Records provided:
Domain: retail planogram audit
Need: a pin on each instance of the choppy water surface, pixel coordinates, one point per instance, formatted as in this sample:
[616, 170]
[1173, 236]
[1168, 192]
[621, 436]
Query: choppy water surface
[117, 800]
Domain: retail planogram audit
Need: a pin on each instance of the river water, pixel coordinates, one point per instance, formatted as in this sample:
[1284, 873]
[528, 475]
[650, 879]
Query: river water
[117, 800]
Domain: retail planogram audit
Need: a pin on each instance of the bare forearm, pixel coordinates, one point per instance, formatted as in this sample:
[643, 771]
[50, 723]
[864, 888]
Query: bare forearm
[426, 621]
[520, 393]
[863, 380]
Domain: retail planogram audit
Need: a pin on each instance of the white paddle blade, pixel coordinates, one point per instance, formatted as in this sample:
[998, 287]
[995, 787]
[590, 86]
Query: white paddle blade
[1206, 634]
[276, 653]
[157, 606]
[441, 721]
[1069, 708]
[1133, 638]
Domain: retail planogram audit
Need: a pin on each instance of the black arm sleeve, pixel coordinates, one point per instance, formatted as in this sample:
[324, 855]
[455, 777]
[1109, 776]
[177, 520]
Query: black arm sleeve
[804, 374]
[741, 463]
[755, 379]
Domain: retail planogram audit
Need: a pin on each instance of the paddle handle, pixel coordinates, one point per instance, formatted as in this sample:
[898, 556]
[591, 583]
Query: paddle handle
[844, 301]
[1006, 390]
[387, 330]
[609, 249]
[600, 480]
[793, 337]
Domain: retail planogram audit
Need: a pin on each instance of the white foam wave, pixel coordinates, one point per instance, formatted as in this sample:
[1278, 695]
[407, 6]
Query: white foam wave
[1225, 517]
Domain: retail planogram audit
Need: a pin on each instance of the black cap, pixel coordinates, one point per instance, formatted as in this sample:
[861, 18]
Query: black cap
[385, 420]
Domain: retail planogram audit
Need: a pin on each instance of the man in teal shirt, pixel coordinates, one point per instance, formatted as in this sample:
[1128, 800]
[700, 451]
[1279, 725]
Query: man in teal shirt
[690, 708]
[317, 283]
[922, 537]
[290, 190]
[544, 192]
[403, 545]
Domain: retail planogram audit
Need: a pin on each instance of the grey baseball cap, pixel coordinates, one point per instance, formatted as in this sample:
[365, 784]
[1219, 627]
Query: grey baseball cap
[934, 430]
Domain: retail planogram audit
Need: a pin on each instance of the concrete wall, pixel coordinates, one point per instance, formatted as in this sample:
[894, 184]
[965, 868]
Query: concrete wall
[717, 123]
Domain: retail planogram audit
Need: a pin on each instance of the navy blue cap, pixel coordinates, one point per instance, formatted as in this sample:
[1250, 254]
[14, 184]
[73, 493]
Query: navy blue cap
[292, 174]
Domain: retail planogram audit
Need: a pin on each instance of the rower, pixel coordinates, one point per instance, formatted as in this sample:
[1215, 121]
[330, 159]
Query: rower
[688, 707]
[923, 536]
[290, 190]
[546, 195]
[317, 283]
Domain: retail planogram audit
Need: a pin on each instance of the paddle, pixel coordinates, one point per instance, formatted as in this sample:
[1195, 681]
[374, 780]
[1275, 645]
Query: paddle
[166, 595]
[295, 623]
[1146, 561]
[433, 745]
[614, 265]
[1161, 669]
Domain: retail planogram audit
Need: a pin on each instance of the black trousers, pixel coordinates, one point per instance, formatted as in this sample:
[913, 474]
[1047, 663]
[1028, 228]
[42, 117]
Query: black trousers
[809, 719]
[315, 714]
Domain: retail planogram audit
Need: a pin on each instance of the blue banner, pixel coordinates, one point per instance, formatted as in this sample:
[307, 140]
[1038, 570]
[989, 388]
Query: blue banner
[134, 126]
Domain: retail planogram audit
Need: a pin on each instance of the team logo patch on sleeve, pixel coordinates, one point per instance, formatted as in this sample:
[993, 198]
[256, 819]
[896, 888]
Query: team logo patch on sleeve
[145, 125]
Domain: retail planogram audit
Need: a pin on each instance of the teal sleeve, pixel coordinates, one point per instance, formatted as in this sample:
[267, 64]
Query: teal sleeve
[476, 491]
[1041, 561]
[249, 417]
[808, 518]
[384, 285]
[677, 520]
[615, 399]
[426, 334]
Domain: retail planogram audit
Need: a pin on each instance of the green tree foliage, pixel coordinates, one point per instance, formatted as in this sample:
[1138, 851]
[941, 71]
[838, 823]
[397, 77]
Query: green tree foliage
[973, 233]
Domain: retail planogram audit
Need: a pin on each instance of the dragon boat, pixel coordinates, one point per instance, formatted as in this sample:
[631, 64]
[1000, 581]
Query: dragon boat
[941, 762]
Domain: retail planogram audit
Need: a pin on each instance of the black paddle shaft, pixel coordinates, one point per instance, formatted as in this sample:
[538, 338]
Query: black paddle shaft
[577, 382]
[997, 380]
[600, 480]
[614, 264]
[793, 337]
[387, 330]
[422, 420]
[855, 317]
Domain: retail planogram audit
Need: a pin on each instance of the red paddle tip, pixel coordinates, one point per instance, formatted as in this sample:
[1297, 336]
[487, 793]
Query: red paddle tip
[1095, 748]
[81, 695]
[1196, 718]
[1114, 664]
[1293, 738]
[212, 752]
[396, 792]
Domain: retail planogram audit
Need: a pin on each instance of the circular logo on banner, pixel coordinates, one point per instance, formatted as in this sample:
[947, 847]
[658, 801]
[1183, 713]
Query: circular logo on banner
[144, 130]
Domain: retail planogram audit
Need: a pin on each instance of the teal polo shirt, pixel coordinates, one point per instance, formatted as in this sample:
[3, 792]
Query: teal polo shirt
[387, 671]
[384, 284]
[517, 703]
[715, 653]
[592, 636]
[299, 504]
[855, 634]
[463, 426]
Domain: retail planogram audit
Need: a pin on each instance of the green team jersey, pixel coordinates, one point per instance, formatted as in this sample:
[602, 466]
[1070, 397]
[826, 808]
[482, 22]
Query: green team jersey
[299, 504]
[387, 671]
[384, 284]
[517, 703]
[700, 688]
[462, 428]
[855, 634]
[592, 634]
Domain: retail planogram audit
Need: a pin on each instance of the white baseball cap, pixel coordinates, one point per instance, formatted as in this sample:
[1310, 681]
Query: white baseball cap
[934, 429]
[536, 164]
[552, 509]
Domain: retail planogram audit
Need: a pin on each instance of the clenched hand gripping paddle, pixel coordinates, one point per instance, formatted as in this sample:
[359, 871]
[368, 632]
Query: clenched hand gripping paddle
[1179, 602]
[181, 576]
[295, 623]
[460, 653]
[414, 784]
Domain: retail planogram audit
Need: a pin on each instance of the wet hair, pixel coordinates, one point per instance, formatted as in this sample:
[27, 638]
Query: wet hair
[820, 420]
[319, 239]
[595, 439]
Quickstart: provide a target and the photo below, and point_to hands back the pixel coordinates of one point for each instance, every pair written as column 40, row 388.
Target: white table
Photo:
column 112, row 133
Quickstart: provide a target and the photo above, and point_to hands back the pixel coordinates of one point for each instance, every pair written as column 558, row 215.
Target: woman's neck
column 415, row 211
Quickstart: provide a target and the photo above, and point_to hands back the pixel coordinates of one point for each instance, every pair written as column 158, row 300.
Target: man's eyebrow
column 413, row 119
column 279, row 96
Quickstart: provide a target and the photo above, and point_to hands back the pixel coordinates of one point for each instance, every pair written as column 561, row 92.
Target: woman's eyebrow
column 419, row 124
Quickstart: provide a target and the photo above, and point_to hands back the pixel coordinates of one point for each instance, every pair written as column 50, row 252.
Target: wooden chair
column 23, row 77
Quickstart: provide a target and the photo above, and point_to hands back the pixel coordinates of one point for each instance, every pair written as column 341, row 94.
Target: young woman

Problem to work on:
Write out every entry once more, precisely as it stands.

Exercise output:
Domain: retail planogram audit
Need: a pin on each instance of the choppy water surface, pixel coordinates, one point per instance, formatted as in this sample:
[616, 170]
[1173, 236]
[1168, 192]
[621, 436]
Query: choppy water surface
[117, 800]
Domain: retail planogram audit
Need: a pin on each instance of the river water, pixel coordinates, one point per instance, formatted as in this sample:
[1284, 873]
[528, 475]
[650, 879]
Query: river water
[117, 800]
Domain: retail planogram audit
Need: a pin on each instance of the bare forearm, pixel coordinates, one point per instance, formatted as in this sample:
[643, 771]
[50, 723]
[864, 888]
Query: bare forearm
[426, 621]
[520, 393]
[863, 380]
Domain: retail planogram audit
Need: a pin on each instance of the white paddle blade, pixel coordinates, one point per instance, formatted as in this sample:
[998, 287]
[995, 787]
[590, 86]
Query: white paddle blade
[1206, 634]
[276, 653]
[157, 606]
[441, 721]
[1069, 708]
[1133, 638]
Domain: retail planogram audit
Need: a pin on each instance of the black arm sleeve, pixel coordinates, one point per instance, formatted as in this sample:
[324, 855]
[455, 777]
[1109, 776]
[177, 520]
Query: black arm sleeve
[804, 374]
[741, 463]
[755, 379]
Domain: retail planogram audit
Need: a pin on each instance of the paddle handle, pixel coordinates, one point per instance, formatted as in this sample:
[898, 556]
[591, 583]
Query: paddle handle
[844, 301]
[1006, 390]
[387, 330]
[609, 249]
[600, 480]
[793, 337]
Domain: retail planogram audit
Need: a pin on each instance of the white foam wave, pixel coordinates, one point per instance, formatted as in this sample:
[1278, 695]
[407, 6]
Query: white foam wave
[1225, 517]
Domain: retail planogram audit
Need: a pin on each instance of the black cap, pixel coordinates, one point per instance, formatted as in this sample:
[861, 18]
Query: black cap
[385, 420]
Domain: retail planogram audit
Need: a pin on each instance of the man in teal shirt, pixel coordinates, one point per instance, formatted as in this sample:
[1128, 800]
[700, 451]
[1279, 725]
Query: man in teal shirt
[690, 708]
[317, 283]
[922, 537]
[290, 190]
[544, 192]
[403, 545]
Domain: retail planogram audit
Need: a pin on each instance of the grey baseball cap, pixel coordinates, one point per instance, formatted as in this sample:
[365, 784]
[1219, 627]
Query: grey baseball cap
[934, 430]
Domain: retail planogram audit
Need: a pin on each instance of the concrete wall, pixel coordinates, one point per instance, formatted as in this sample:
[894, 184]
[965, 868]
Query: concrete wall
[717, 123]
Domain: retail planogram audit
Need: a pin on each instance of the navy blue cap, pixel coordinates, one point per instance, formatted as in this sample:
[1250, 254]
[14, 184]
[73, 493]
Query: navy blue cap
[292, 174]
Domain: retail planogram audit
Need: a pin on each instance of the rower, pixel coordinates, one point per instance, formatted as in this sample:
[1215, 121]
[330, 159]
Query: rower
[688, 707]
[923, 536]
[290, 190]
[546, 195]
[317, 283]
Domain: retail planogram audit
Need: a pin on each instance of the paddle, pixel coordinates, one point per instance, formatted as in this sample:
[1195, 681]
[374, 780]
[1275, 645]
Query: paddle
[166, 595]
[295, 623]
[1146, 561]
[433, 745]
[614, 265]
[1161, 669]
Domain: retail planogram audit
Need: a pin on each instance of the black trousers, pixel coordinates, one point per instance, formatted as in this sample:
[913, 474]
[1047, 663]
[1028, 228]
[42, 117]
Query: black trousers
[809, 719]
[315, 714]
Domain: retail planogram audit
Need: a pin on each instance of the blue banner, pixel coordinates, one point per instance, formatted as in this sample:
[307, 140]
[1038, 570]
[989, 388]
Query: blue banner
[134, 126]
Domain: retail planogram audit
Need: a pin on each instance of the team logo patch on sleeve, pixel coordinates, one point per instance, formatted as in this sample:
[993, 198]
[256, 819]
[896, 888]
Query: team logo patch on sleeve
[145, 125]
Domain: retail planogram audit
Need: a pin on each instance of the teal sleeve, pixel coordinates, one point per instance, formatted as in this sample:
[267, 64]
Query: teal sleeve
[476, 491]
[1041, 561]
[249, 417]
[808, 518]
[384, 285]
[677, 520]
[615, 399]
[426, 334]
Domain: retail planogram audit
Need: a pin on each instance of the green tree foliage, pixel coordinates, one point per instance, formatted as in this sample:
[1138, 851]
[941, 71]
[838, 823]
[397, 77]
Query: green tree foliage
[973, 233]
Domain: retail planogram audit
Need: a pin on each instance of the dragon boat, pixel coordinates, one point per instance, formatted as in this sample:
[631, 64]
[1000, 581]
Query: dragon boat
[941, 762]
Domain: retail planogram audit
Need: a pin on each instance of the black paddle shaft, pixel coordinates, one point per instance, formatted as in this sample:
[538, 338]
Query: black paddle shaft
[577, 382]
[997, 380]
[600, 480]
[614, 264]
[793, 337]
[387, 330]
[422, 420]
[855, 317]
Domain: retail planogram audit
Need: a pin on each instance of the red paddle tip, pixel coordinates, one point per instance, formatted as in this sample:
[1297, 336]
[487, 793]
Query: red paddle tip
[1095, 748]
[81, 695]
[1196, 718]
[1114, 664]
[1293, 738]
[212, 752]
[396, 792]
Domain: retail planogram audit
Need: a pin on each instance of the circular logo on banner, pixel coordinates, one point per instance, formatted as in this sample:
[947, 847]
[658, 801]
[1183, 713]
Query: circular logo on banner
[144, 130]
Domain: retail planogram audit
Need: a pin on each instance of the teal polo shirt, pixel coordinates, one point per instance, formatted as in this sample:
[3, 792]
Query: teal polo shirt
[387, 671]
[384, 284]
[517, 703]
[715, 653]
[592, 636]
[299, 504]
[855, 634]
[463, 426]
Domain: retail planogram audit
Need: a pin on each instance of the green team jersey, pixel coordinates, one point per instance, formatted as in this sample:
[602, 466]
[1070, 397]
[826, 808]
[482, 22]
Query: green team jersey
[299, 504]
[387, 671]
[384, 284]
[517, 703]
[700, 688]
[462, 428]
[855, 634]
[592, 634]
Domain: retail planogram audit
Need: a pin on each instance of the white baseball cap, pixel coordinates, one point per instance, formatted as in this sample:
[1310, 681]
Query: white baseball cap
[934, 429]
[536, 164]
[552, 509]
Domain: retail planogram audit
Need: a pin on each instance of the clenched hand gripping paddle, pixel coordinates, one point per instance, formatted as in this sample:
[359, 871]
[368, 632]
Query: clenched hand gripping paddle
[1179, 602]
[181, 576]
[295, 623]
[460, 653]
[414, 784]
Domain: retail planogram audit
Need: a pin on each instance of the wet hair, pixel coordinates, one point per instance, formatted as in this sample:
[27, 638]
Query: wet hair
[820, 420]
[319, 239]
[595, 439]
Quickstart: provide a target and the photo below, and point_to hands back the pixel coordinates of one point for each instance, every pair written as column 40, row 388.
Target: white table
Photo:
column 112, row 133
Quickstart: provide a target and the photo above, and point_to hands back the pixel coordinates of one point for each instance, every pair written as column 558, row 215.
Target: woman's neck
column 415, row 211
Quickstart: provide a target and the photo above, and point_to hands back the pixel coordinates of one point for each instance, every pair written as column 158, row 300.
Target: man's eyebrow
column 413, row 119
column 279, row 96
Quickstart: provide a target and the photo above, and point_to hands back the pixel coordinates of one point for each instance, every pair written as column 561, row 92.
Target: woman's eyebrow
column 419, row 124
Quickstart: provide a target and the photo above, and point_to hands back the pixel coordinates of one point for each instance, every pair written as column 50, row 252.
Target: wooden chair
column 23, row 77
Quickstart: provide a target and the photo above, and point_to hands back the pixel coordinates of one point for each instance, every pair written as column 341, row 94.
Target: young woman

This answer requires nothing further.